■ **TRECHO CITADO**:
Nós temos feitos relatórios constantes das nossas visitas no estados pelo Brasil. Nos casos mais graves, a gente primeiro repassa para as autoridades locais, depois para instâncias superiores. De 2010 a 2013 mandamos sistematicamente relatórios sobre a situação do Amazonas, de uma situação dramática que ocorria lá. Como também já mandamos outros relatórios de outros lugares do Brasil. A maioria nem nos responde, só diz que receberam o documento. E, quando começamos a cobrar, a resposta é “estamos fazendo encaminhamentos”. Mas não se tem nada concreto.
Existe alternativa nesta pressão?
O que a gente tem feito é apelado para as cortes internacionais. O caso de amazonas foi assim, estamos apelando para Genebra na questão do Maranhão. Outros casos foram para a OEA (Organização dos Estados Americanos). Se não temos resposta no Brasil temos que apelar para os fóruns internacionais para ver se o governo do Brasil dá uma resposta para a gente.
A impressão que dá é que existe também uma política de esquecimento dos detentos.

■ **DADOS**:

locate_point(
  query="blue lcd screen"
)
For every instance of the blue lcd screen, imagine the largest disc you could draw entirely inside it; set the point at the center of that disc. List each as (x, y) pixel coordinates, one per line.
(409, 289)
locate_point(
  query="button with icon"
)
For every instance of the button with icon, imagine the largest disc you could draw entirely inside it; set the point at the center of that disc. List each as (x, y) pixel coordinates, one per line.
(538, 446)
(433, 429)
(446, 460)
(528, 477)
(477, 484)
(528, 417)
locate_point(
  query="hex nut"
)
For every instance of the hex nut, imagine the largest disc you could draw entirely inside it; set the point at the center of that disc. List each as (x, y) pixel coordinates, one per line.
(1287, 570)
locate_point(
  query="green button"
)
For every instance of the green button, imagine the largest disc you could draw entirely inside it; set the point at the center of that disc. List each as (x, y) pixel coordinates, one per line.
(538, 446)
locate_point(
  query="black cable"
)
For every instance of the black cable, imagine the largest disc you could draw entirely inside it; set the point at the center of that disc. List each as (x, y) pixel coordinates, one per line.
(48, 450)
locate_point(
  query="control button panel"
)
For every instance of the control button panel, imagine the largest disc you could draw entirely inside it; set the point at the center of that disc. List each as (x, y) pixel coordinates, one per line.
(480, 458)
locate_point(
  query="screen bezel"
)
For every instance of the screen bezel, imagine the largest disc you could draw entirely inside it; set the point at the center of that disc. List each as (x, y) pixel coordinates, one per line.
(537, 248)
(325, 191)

==

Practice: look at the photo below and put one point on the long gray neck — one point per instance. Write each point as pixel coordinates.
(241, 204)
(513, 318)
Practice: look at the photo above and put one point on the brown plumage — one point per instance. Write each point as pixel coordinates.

■ **TAREFA A CUMPRIR**:
Reproduza sem nenhuma alteração a parte do trecho citado que começa em "Existe alternativa nesta" e vai até "esquecimento dos detentos.".

■ **RESPOSTA**:
Existe alternativa nesta pressão?
O que a gente tem feito é apelado para as cortes internacionais. O caso de amazonas foi assim, estamos apelando para Genebra na questão do Maranhão. Outros casos foram para a OEA (Organização dos Estados Americanos). Se não temos resposta no Brasil temos que apelar para os fóruns internacionais para ver se o governo do Brasil dá uma resposta para a gente.
A impressão que dá é que existe também uma política de esquecimento dos detentos.